Zet de hele lijst hieronder om in een CSV met twee kolommen, invoer en uitvoer, met één rij voor elk paar van tekst en antwoord. Zet elk veld tussen aanhalingstekens en vervang regeleinden door spaties.
____________
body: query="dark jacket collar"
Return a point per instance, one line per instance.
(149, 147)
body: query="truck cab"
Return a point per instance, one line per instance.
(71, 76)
____________
• **Oplossing**
invoer,uitvoer
"body: query=""dark jacket collar"" Return a point per instance, one line per instance.","(149, 147)"
"body: query=""truck cab"" Return a point per instance, one line per instance.","(71, 76)"